* TASK BRIEF:
Substitute "place a single point" for every occurrence of "put one marker" in the material below, and give all the lines again with nothing else changed.

╭─ ENTRIES PROVIDED

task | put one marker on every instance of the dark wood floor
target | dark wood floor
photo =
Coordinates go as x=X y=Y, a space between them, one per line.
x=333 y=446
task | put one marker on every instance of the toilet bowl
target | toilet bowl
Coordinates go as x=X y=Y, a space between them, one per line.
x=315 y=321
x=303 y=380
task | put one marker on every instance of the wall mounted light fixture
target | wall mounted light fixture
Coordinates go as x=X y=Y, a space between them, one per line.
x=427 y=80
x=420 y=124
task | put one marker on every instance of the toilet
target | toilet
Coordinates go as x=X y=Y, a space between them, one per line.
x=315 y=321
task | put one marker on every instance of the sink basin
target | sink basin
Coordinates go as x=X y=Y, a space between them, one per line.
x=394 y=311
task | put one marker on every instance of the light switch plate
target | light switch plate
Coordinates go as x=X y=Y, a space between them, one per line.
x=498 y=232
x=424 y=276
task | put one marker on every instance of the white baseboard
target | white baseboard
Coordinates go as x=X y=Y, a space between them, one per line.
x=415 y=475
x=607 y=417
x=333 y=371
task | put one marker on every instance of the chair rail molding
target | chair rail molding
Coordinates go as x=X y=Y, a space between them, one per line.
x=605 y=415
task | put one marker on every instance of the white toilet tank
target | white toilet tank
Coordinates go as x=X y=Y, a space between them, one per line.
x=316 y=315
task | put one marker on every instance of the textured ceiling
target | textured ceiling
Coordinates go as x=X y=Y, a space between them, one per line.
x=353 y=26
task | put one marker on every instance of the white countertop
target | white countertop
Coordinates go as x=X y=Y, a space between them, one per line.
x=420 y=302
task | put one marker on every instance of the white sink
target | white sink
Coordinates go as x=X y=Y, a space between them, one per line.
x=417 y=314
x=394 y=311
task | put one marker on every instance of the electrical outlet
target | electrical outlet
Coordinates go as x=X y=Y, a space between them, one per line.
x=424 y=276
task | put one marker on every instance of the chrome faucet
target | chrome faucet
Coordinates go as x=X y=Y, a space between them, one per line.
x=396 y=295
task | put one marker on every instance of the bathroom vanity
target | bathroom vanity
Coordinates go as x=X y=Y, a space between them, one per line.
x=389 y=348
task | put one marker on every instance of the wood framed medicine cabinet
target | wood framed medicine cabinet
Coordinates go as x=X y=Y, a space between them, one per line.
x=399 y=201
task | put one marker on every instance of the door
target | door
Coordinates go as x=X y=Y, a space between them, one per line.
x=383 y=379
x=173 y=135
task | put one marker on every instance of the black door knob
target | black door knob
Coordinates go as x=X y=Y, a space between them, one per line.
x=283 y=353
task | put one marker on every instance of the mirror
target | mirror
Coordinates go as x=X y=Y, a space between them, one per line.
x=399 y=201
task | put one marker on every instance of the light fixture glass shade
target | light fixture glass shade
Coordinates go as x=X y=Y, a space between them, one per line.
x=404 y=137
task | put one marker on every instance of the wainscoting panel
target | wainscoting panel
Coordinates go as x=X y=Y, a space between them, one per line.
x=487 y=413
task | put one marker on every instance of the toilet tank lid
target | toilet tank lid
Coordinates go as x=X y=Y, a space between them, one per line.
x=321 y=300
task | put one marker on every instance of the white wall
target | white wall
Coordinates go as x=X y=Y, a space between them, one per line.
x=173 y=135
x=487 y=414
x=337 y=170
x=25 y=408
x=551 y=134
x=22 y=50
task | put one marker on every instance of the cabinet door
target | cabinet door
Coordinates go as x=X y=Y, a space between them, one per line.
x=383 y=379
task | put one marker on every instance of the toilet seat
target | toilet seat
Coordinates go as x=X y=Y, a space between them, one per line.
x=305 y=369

╰─

* REPLY:
task | place a single point on every instance of the dark wood floor
target | dark wood floor
photo =
Coordinates go as x=X y=Y, a space between them, one per line.
x=333 y=446
task | place a single point on every instance of the toilet bowl
target | toilet bowl
Coordinates go as x=X y=Y, a space between them, one per line.
x=315 y=321
x=303 y=380
task | place a single point on every instance of the wall mounted light fixture
target | wall mounted light fixture
Coordinates go as x=X y=Y, a space between them, one per line.
x=427 y=80
x=420 y=124
task | place a single point on every instance of the toilet
target | toilet
Coordinates go as x=X y=Y, a space between them, one per line.
x=315 y=321
task | place a single point on every instance of the sink basin
target | sink basin
Coordinates go as x=X y=Y, a space between them, one per line.
x=394 y=311
task | place a single point on every instance of the light switch plate
target | light switch plate
Coordinates go as x=X y=Y, a space between them, one per line.
x=498 y=232
x=424 y=276
task | place a single point on every instance of the white baseboard
target | white baseboard
Coordinates go as x=X y=Y, a space between them, one per line.
x=415 y=475
x=607 y=417
x=333 y=371
task | place a single point on every instance of the chair rail molding
target | chair rail molding
Coordinates go as x=X y=Y, a space between them, one per line.
x=605 y=415
task | place a single point on every instance of the white toilet tank
target | white toilet tank
Coordinates go as x=X y=Y, a space between them, one per line.
x=316 y=315
task | place a single point on every instance of the textured ceiling
target | textured ceiling
Coordinates go as x=X y=Y, a space between them, one per line.
x=353 y=26
task | place a single point on every instance of the white countertop
target | white countertop
Coordinates go as x=X y=Y, a space between them, one per line.
x=420 y=302
task | place a single point on every instance of the white sink
target | white sink
Coordinates go as x=X y=Y, a space between them, one per line.
x=417 y=314
x=394 y=311
task | place a single point on every instance of the electrical outlet
target | electrical outlet
Coordinates go as x=X y=Y, a space between them, one per line.
x=424 y=276
task | place a single point on every instance of the chrome faucet
target | chrome faucet
Coordinates go as x=X y=Y, a space between them, one per line.
x=396 y=295
task | place a single point on every instance of the bathroom vanity
target | bathroom vanity
Coordinates go as x=X y=Y, a space between them, one per line.
x=389 y=348
task | place a single point on every instance of the wood framed medicine cabinet
target | wood framed medicine cabinet
Coordinates go as x=X y=Y, a space between them, one per line.
x=399 y=201
task | place a single point on every instance of the door
target | door
Coordinates go as x=X y=Y, a space between them, one per line.
x=383 y=379
x=173 y=135
task | place a single point on every instance of the black door knob
target | black door knob
Coordinates go as x=X y=Y, a space between them, one per line.
x=283 y=353
task | place a single point on every instance of the mirror
target | mirror
Coordinates go as x=X y=Y, a space between them, one per line.
x=399 y=201
task | place a single point on every instance of the light fixture glass shade
target | light fixture glass shade
Coordinates go as x=X y=Y, a space between them, one per line.
x=404 y=137
task | place a single point on every instance of the wainscoting panel
target | wainscoting panel
Coordinates go as x=X y=Y, a space between them, one per line.
x=487 y=413
task | place a single point on every instance of the toilet tank lid
target | toilet tank lid
Coordinates go as x=X y=Y, a space between them, one per line.
x=321 y=300
task | place a single point on every instance of the white wall
target | white wall
Coordinates go as x=X y=Y, a space between them, one per line.
x=173 y=135
x=487 y=414
x=337 y=170
x=25 y=408
x=551 y=134
x=22 y=50
task | place a single point on every instance of the cabinet door
target | cabinet door
Coordinates go as x=X y=Y, a space between them, one per line.
x=383 y=379
task | place a single point on every instance of the toilet seat
target | toilet seat
Coordinates go as x=X y=Y, a space between them, one per line.
x=305 y=369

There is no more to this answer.